__Exercise aim__: Report how many lines of the entries below contain the string "mountain". Give only the number.

Entries from a pointing dataset

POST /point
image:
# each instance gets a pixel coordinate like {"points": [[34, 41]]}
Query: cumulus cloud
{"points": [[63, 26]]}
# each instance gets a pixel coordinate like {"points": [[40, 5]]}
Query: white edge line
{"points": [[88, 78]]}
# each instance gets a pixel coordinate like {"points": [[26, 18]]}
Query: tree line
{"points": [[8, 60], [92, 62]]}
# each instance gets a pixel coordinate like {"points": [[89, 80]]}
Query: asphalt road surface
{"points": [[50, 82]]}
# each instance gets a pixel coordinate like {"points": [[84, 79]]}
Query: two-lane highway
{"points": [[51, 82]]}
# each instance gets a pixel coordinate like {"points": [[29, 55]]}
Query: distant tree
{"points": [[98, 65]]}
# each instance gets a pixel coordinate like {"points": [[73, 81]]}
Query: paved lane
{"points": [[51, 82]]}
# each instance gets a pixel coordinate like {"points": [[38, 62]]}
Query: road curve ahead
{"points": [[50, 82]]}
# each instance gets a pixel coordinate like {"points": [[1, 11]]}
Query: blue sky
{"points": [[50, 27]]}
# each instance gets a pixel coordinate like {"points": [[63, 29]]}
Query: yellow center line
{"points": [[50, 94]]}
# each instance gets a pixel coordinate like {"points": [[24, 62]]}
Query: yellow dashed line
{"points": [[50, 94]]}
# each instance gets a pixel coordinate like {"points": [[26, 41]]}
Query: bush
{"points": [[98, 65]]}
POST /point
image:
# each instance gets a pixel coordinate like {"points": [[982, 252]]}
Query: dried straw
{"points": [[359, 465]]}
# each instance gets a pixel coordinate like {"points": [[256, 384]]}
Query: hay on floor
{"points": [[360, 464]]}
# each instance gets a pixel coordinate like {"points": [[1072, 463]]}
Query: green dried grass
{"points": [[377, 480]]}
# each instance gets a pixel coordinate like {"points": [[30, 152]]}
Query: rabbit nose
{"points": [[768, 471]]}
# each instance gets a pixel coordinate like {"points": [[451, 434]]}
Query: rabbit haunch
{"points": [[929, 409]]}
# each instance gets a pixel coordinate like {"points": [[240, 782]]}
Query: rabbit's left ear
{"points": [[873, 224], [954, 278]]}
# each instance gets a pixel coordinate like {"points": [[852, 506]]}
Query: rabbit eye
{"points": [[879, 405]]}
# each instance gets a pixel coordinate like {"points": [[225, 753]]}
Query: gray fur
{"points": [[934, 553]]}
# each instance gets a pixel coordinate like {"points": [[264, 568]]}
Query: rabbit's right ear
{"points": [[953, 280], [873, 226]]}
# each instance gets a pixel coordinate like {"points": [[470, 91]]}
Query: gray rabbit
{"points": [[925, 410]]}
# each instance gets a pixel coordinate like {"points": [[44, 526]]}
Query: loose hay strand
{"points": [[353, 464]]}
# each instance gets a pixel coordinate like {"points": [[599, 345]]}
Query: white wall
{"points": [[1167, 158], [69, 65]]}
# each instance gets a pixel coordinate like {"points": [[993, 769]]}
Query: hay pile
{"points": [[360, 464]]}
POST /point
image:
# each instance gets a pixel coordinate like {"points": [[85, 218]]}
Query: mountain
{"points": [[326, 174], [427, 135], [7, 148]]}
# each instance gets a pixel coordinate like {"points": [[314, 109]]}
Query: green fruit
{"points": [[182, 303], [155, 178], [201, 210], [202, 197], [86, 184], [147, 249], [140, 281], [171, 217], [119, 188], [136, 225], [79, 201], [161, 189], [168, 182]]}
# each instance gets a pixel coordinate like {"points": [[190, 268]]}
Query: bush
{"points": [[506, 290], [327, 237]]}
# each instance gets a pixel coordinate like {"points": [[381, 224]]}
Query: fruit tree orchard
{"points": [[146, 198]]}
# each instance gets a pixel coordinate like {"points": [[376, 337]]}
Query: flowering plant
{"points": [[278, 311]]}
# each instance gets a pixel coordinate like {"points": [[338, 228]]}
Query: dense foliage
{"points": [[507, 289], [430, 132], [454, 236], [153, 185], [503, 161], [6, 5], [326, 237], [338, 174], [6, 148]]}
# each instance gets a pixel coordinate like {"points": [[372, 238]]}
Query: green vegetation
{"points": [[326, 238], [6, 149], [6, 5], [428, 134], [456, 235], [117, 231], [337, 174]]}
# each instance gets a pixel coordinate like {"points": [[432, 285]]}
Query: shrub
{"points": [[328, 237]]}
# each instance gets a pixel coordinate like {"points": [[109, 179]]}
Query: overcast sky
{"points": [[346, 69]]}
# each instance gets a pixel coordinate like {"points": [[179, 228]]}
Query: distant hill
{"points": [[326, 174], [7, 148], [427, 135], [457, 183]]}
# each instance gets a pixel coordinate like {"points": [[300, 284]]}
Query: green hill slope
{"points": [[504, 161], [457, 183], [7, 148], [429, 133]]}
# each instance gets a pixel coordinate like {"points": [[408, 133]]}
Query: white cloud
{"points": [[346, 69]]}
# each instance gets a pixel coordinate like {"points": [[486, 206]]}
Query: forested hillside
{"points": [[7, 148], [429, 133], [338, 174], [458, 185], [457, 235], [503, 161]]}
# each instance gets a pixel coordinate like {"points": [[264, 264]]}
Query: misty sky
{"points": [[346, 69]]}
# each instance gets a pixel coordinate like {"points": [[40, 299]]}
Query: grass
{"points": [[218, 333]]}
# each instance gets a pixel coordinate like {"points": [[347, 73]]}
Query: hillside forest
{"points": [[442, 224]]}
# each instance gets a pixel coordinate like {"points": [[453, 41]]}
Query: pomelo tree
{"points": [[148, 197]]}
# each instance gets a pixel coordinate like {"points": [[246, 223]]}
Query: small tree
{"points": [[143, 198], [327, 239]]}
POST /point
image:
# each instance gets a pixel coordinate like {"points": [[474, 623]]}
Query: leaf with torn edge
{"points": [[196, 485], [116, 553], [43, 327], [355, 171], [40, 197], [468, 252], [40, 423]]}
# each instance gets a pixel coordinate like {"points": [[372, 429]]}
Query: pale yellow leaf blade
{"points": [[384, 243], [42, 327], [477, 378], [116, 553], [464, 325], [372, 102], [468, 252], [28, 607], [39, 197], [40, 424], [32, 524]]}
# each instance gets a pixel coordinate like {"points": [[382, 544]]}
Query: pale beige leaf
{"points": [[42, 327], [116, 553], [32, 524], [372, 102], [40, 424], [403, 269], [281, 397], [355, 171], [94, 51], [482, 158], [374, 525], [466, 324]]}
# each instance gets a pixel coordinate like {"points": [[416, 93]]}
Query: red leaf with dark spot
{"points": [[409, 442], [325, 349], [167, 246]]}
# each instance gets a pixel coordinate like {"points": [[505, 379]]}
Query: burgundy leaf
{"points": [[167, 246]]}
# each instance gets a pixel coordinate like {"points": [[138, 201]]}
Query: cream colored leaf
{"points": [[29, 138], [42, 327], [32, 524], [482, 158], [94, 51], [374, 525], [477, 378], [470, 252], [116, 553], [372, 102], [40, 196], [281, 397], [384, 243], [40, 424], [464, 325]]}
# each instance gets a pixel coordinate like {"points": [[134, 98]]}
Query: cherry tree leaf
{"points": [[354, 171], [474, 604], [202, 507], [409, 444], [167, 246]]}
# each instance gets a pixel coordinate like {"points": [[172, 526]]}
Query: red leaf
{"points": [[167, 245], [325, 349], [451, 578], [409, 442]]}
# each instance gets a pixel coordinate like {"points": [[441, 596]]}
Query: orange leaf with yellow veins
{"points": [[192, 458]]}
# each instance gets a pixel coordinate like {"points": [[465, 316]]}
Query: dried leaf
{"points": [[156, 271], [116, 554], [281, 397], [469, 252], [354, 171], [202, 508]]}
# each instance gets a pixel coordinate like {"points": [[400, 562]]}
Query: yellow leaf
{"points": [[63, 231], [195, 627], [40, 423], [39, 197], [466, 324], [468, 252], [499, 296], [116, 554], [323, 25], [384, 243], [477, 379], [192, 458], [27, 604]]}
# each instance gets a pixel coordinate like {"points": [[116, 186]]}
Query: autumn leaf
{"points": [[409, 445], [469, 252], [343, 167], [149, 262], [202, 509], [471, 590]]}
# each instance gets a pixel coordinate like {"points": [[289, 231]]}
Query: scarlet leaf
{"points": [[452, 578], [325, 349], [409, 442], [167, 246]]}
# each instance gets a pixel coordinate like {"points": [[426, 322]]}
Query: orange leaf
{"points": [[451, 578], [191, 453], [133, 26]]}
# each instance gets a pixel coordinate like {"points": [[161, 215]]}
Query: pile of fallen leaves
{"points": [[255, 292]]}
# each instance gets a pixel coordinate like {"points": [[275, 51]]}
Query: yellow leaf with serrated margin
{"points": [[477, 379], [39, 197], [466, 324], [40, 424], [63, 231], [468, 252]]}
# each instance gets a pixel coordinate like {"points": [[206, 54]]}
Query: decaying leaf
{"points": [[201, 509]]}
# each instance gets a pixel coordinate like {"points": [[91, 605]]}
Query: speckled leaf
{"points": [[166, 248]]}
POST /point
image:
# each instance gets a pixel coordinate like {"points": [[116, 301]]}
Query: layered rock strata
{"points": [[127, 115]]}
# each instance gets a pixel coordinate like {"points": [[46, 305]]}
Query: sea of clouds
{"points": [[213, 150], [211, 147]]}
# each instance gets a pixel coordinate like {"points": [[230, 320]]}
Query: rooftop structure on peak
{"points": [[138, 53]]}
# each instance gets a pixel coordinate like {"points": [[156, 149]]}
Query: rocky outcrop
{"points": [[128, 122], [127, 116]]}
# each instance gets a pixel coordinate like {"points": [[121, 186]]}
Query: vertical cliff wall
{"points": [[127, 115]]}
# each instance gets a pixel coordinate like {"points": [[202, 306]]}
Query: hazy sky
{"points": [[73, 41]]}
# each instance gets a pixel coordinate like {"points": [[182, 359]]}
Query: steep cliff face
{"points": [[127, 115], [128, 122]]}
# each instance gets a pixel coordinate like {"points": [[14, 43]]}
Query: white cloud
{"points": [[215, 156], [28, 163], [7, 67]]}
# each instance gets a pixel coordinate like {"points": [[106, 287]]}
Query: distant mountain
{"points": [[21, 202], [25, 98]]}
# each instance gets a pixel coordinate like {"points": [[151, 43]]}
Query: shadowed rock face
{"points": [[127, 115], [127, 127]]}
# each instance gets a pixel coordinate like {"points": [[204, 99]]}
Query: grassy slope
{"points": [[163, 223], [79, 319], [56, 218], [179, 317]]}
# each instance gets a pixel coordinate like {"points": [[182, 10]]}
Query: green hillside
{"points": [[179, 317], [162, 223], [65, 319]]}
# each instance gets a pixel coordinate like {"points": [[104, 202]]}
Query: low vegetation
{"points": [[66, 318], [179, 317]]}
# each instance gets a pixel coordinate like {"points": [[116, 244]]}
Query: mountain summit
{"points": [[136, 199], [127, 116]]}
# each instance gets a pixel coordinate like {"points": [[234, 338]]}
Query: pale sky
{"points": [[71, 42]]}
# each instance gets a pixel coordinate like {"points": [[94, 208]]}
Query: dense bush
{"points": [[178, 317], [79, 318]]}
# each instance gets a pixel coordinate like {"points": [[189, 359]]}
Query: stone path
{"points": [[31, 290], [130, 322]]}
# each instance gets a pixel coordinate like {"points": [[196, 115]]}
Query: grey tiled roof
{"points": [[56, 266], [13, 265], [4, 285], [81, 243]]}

__Result__: 3